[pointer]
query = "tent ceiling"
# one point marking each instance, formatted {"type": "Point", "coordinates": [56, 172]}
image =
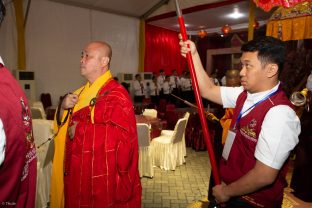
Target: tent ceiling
{"type": "Point", "coordinates": [209, 19]}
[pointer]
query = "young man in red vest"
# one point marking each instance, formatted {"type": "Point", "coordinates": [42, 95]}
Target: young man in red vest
{"type": "Point", "coordinates": [264, 127]}
{"type": "Point", "coordinates": [18, 166]}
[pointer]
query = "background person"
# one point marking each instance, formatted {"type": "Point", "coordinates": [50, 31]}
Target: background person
{"type": "Point", "coordinates": [18, 163]}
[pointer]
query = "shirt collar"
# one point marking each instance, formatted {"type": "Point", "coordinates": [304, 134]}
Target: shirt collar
{"type": "Point", "coordinates": [255, 97]}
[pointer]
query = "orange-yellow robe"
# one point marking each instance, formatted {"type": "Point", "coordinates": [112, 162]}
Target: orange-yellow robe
{"type": "Point", "coordinates": [101, 162]}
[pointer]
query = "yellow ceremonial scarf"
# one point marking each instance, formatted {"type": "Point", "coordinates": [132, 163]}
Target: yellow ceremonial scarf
{"type": "Point", "coordinates": [86, 93]}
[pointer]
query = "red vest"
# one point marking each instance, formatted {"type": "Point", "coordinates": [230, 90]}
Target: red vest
{"type": "Point", "coordinates": [19, 168]}
{"type": "Point", "coordinates": [241, 158]}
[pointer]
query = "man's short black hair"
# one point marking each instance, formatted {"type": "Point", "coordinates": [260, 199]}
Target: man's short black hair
{"type": "Point", "coordinates": [2, 11]}
{"type": "Point", "coordinates": [270, 50]}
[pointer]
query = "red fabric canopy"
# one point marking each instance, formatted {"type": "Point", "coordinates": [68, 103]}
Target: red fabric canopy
{"type": "Point", "coordinates": [162, 51]}
{"type": "Point", "coordinates": [267, 5]}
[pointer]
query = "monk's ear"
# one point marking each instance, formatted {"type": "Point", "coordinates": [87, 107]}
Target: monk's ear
{"type": "Point", "coordinates": [272, 70]}
{"type": "Point", "coordinates": [105, 60]}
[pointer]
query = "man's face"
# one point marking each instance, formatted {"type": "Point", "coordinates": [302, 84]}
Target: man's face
{"type": "Point", "coordinates": [90, 62]}
{"type": "Point", "coordinates": [253, 75]}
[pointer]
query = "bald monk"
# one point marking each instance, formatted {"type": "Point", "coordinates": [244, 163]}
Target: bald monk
{"type": "Point", "coordinates": [97, 140]}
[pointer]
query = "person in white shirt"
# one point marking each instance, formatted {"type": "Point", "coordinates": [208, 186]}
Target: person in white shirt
{"type": "Point", "coordinates": [265, 128]}
{"type": "Point", "coordinates": [139, 90]}
{"type": "Point", "coordinates": [154, 91]}
{"type": "Point", "coordinates": [160, 81]}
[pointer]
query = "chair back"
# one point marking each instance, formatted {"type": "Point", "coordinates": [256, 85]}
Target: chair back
{"type": "Point", "coordinates": [143, 134]}
{"type": "Point", "coordinates": [170, 107]}
{"type": "Point", "coordinates": [179, 130]}
{"type": "Point", "coordinates": [150, 112]}
{"type": "Point", "coordinates": [46, 100]}
{"type": "Point", "coordinates": [36, 113]}
{"type": "Point", "coordinates": [187, 116]}
{"type": "Point", "coordinates": [39, 104]}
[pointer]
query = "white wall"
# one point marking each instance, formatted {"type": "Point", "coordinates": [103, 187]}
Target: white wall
{"type": "Point", "coordinates": [55, 36]}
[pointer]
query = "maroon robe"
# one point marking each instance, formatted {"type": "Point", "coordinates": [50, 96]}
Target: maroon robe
{"type": "Point", "coordinates": [244, 146]}
{"type": "Point", "coordinates": [18, 171]}
{"type": "Point", "coordinates": [101, 161]}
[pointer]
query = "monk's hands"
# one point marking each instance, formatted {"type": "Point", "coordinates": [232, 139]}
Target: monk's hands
{"type": "Point", "coordinates": [69, 101]}
{"type": "Point", "coordinates": [71, 130]}
{"type": "Point", "coordinates": [184, 46]}
{"type": "Point", "coordinates": [219, 192]}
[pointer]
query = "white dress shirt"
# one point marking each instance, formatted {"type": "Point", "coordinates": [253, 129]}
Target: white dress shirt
{"type": "Point", "coordinates": [138, 88]}
{"type": "Point", "coordinates": [279, 130]}
{"type": "Point", "coordinates": [153, 88]}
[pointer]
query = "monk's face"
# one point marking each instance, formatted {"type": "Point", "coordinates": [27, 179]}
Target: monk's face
{"type": "Point", "coordinates": [94, 61]}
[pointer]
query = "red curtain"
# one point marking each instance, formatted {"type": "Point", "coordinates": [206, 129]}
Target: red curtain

● ● ● ● ●

■ Exercise brief ■
Leave out all pictures, then copy the remaining material exactly.

■ Exercise result ■
[pointer]
query = "tent ceiling"
# one point marking each instance, formatted {"type": "Point", "coordinates": [56, 172]}
image =
Target: tent ceiling
{"type": "Point", "coordinates": [209, 19]}
[pointer]
query = "young man in red vest"
# one point marking each instance, formatted {"type": "Point", "coordinates": [42, 95]}
Target: young man in red vest
{"type": "Point", "coordinates": [264, 127]}
{"type": "Point", "coordinates": [18, 166]}
[pointer]
query = "background person"
# one point marking each instance, formatted {"type": "Point", "coordinates": [50, 31]}
Target: background person
{"type": "Point", "coordinates": [18, 163]}
[pointer]
query = "shirt collar"
# one point marking each instance, formatted {"type": "Point", "coordinates": [304, 134]}
Target: shirt collar
{"type": "Point", "coordinates": [255, 97]}
[pointer]
query = "orange-yellow robe"
# one point marking each instance, formatted {"type": "Point", "coordinates": [112, 162]}
Target: orange-yellow robe
{"type": "Point", "coordinates": [101, 162]}
[pointer]
query = "yellow ceremonial scarf"
# one point marking each instance, formatted {"type": "Point", "coordinates": [132, 163]}
Target: yellow ceremonial scarf
{"type": "Point", "coordinates": [86, 93]}
[pointer]
query = "red vest"
# one point marking each instance, formatted {"type": "Point", "coordinates": [230, 90]}
Target: red vest
{"type": "Point", "coordinates": [19, 168]}
{"type": "Point", "coordinates": [241, 158]}
[pointer]
query = "man's short black hair"
# one point marking each instance, formatted {"type": "Point", "coordinates": [260, 199]}
Target: man's short black hair
{"type": "Point", "coordinates": [2, 11]}
{"type": "Point", "coordinates": [270, 50]}
[pointer]
query = "red fabric canopy"
# one point marking each instance, formatted {"type": "Point", "coordinates": [68, 103]}
Target: red fabric canopy
{"type": "Point", "coordinates": [162, 51]}
{"type": "Point", "coordinates": [267, 5]}
[pointer]
query = "monk's ear"
# one point marking each instance, formatted {"type": "Point", "coordinates": [87, 107]}
Target: monk's ear
{"type": "Point", "coordinates": [272, 70]}
{"type": "Point", "coordinates": [105, 60]}
[pointer]
query = "man's face"
# one point marking each instance, formatted {"type": "Point", "coordinates": [302, 84]}
Target: man's face
{"type": "Point", "coordinates": [90, 62]}
{"type": "Point", "coordinates": [253, 75]}
[pointer]
query = "bald monk"
# one point marking each instance, formatted {"type": "Point", "coordinates": [244, 163]}
Target: bald monk
{"type": "Point", "coordinates": [97, 140]}
[pointer]
query = "person in white shirt"
# one point marking each instance, formatted {"type": "Point", "coordinates": [208, 186]}
Target: person in white shirt
{"type": "Point", "coordinates": [265, 128]}
{"type": "Point", "coordinates": [139, 90]}
{"type": "Point", "coordinates": [154, 91]}
{"type": "Point", "coordinates": [160, 81]}
[pointer]
query = "chair back"
# one point marking each instance, formatted {"type": "Point", "coordinates": [256, 85]}
Target: chair back
{"type": "Point", "coordinates": [143, 134]}
{"type": "Point", "coordinates": [170, 107]}
{"type": "Point", "coordinates": [179, 130]}
{"type": "Point", "coordinates": [150, 112]}
{"type": "Point", "coordinates": [46, 100]}
{"type": "Point", "coordinates": [36, 113]}
{"type": "Point", "coordinates": [187, 116]}
{"type": "Point", "coordinates": [39, 104]}
[pointer]
query = "white wall"
# one point marking each instance, formatted {"type": "Point", "coordinates": [103, 187]}
Target: white wall
{"type": "Point", "coordinates": [55, 36]}
[pointer]
query = "maroon robe"
# one point marking each instance, formatted {"type": "Point", "coordinates": [50, 96]}
Target: maroon robe
{"type": "Point", "coordinates": [244, 146]}
{"type": "Point", "coordinates": [18, 171]}
{"type": "Point", "coordinates": [101, 161]}
[pointer]
query = "monk's hands"
# one point marking each instance, formatted {"type": "Point", "coordinates": [232, 139]}
Target: monk's hands
{"type": "Point", "coordinates": [69, 101]}
{"type": "Point", "coordinates": [71, 130]}
{"type": "Point", "coordinates": [184, 46]}
{"type": "Point", "coordinates": [219, 192]}
[pointer]
query = "white dress shirt"
# one point marking each instance, formatted {"type": "Point", "coordinates": [253, 129]}
Target: white dress shirt
{"type": "Point", "coordinates": [138, 88]}
{"type": "Point", "coordinates": [279, 130]}
{"type": "Point", "coordinates": [153, 88]}
[pointer]
query = "monk's face"
# one point marking each instance, formatted {"type": "Point", "coordinates": [27, 179]}
Target: monk's face
{"type": "Point", "coordinates": [94, 61]}
[pointer]
query = "red curtain"
# one point marking each instance, formatted {"type": "Point", "coordinates": [206, 129]}
Target: red curtain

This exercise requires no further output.